Text
The Jumbo Fire Chief Program
- Other names: The Circus Concert The Fire-Chief Program The Fire-Chief Show Jumbo Fire-Chief Program
- Genre: Comedy
- Running time: 28-31 minutes
- Country of origin: United States
- Language: English
- Home station: WEAF
- Syndicates: NBC Red Network
- Starring: Jimmy Durante Donald Novis Gloria Grafton
- Announcer: Louis A. Witton
- Written by: Ben Hecht Charles MacArthur
- Directed by: Billy Rose Adolph Deutsch (music director)
- Recording studio: The Hippodrome, New York City
- Original release: October 22, 1935 (rehearsal show) October 29, 1935 – January 14, 1936
- No. of series: 1
- No. of episodes: 12 episodes known to exist, 19 believed to have been recorded
- Opening theme: Over and Over Again by Richard Rodgers and Lorenz Hart
- Ending theme: The Jumbo Fire Chief Program ending theme
- Sponsored by: Texaco

= The Jumbo Fire Chief Program =

The Jumbo Fire Chief Program is an American old-time radio program starring Jimmy Durante, Donald Novis and Gloria Grafton. The series originated from WEAF radio in New York and was broadcast nationally over the Red Network of the National Broadcasting Company. The series was based on Billy Rose's musical circus act Jumbo which premiered on Broadway in November 1935 and a continuation of sponsor Texaco's The Fire Chief, a radio program starring Ed Wynn that ended its three-year run several months before Jumbo' s premiere. The program starred Jimmy Durante as Claudius "Brainy" Bowers, the overzealous circus promoter of the Consodine circus act who usually gets the show in financial crisis due to his over exaggeration of the show's profits, and Donald Novis and Gloria Grafton as young love interests Matt Mulligan, Jr. and Mickey Consodine. Mickey is the daughter of unheard character John Consodine, the owner of the circus act.

The radio program broadcast an unknown number of episodes over the NBC from October 22, 1935-January 14, 1936. The series was broadcast from and performed at the New York Hippodrome before an average crowd of 4500–5000 spectators each week.

Data extract
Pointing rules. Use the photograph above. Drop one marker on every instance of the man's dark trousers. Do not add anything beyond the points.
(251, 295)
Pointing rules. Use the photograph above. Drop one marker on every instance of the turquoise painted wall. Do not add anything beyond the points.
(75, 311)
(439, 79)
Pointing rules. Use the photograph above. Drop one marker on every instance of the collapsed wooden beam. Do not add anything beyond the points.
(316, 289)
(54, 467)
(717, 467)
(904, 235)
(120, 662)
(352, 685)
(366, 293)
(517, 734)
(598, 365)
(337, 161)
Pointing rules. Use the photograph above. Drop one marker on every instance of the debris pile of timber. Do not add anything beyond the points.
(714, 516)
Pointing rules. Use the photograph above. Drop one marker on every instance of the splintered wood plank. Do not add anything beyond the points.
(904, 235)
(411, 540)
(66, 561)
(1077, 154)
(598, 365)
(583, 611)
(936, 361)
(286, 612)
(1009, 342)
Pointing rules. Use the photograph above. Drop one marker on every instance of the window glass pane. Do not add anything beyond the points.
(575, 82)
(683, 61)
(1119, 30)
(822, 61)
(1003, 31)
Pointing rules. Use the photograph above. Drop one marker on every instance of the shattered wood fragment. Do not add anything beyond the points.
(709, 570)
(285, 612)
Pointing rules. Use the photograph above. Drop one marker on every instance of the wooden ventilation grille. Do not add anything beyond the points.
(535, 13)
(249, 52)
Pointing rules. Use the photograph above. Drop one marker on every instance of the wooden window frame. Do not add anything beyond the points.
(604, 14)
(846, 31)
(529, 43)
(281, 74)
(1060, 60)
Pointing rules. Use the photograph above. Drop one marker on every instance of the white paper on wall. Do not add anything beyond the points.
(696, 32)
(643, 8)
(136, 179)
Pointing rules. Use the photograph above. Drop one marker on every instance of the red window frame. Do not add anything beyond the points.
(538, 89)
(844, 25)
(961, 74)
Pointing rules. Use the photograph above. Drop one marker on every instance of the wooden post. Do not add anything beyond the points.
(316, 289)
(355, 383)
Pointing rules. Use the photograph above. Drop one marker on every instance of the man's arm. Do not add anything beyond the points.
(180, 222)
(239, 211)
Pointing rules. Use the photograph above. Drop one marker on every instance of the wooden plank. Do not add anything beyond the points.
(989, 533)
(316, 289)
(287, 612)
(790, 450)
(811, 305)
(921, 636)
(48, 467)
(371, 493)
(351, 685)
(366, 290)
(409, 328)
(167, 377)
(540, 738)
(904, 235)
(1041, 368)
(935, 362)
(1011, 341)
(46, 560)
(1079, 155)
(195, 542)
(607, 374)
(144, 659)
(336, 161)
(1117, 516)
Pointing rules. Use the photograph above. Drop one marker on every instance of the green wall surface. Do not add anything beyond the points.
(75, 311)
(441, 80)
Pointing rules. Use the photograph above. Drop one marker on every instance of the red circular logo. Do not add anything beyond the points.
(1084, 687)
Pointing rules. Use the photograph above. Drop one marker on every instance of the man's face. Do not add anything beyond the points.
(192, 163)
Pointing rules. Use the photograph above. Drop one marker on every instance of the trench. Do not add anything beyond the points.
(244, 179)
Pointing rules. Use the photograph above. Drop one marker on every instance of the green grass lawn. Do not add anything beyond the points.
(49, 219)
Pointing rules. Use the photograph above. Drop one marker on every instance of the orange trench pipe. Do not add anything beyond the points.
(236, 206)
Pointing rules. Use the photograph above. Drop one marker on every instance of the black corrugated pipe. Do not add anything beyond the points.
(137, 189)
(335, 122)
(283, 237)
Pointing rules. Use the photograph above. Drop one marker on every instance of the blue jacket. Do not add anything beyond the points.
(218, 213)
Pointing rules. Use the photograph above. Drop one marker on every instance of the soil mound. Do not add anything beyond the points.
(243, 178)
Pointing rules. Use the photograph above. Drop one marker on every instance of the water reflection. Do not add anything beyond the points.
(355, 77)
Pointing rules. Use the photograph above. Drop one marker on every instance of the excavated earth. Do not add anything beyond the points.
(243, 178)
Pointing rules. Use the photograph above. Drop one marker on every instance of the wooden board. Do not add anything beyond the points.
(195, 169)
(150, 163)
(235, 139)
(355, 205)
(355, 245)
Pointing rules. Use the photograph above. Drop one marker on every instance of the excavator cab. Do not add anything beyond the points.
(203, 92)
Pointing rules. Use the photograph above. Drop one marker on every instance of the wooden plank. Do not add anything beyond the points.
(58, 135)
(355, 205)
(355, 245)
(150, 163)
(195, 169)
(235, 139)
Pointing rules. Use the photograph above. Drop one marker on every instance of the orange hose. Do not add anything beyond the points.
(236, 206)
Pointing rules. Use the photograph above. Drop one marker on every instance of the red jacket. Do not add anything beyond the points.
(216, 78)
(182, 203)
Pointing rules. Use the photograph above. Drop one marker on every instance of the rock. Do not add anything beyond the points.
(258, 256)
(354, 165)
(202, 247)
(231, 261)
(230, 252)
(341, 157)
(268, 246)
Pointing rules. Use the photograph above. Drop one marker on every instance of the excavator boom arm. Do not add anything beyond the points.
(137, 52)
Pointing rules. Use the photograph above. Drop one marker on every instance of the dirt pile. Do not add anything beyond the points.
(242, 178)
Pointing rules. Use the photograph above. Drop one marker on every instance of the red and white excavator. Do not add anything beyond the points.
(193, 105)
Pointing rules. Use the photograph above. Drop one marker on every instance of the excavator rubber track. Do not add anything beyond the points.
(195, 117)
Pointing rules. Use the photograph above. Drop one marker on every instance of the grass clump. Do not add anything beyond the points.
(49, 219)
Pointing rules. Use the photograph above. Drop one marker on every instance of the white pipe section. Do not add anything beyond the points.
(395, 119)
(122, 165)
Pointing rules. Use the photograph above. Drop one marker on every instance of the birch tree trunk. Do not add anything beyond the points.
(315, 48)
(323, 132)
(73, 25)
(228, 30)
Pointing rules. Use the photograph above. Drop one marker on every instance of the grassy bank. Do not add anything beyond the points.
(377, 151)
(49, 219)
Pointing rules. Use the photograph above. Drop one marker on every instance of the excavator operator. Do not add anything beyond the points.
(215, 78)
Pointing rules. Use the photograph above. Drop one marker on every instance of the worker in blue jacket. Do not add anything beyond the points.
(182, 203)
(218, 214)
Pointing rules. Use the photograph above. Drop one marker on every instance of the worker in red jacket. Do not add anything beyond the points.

What to do
[1] In the radio program text, what was the average weekly crowd at the New York Hippodrome?
[2] From the radio program text, retype the passage starting with "The radio program" and going on through "spectators each week.".
[3] According to the radio program text, is each statement true? (a) The series originated from WEAF in New York. (b) Gloria Grafton played the owner of the circus act. (c) The opening theme was by Richard Rodgers and Lorenz Hart.

Results for each task
[1] 4500–5000 spectators

[2]
The radio program broadcast an unknown number of episodes over the NBC from October 22, 1935-January 14, 1936. The series was broadcast from and performed at the New York Hippodrome before an average crowd of 4500–5000 spectators each week.

[3]
(a) Yes: "The series originated from WEAF radio in New York"
(b) No: "Donald Novis and Gloria Grafton as young love interests Matt Mulligan, Jr. and Mickey Consodine"
(c) Yes: "Over and Over Again by Richard Rodgers and Lorenz Hart"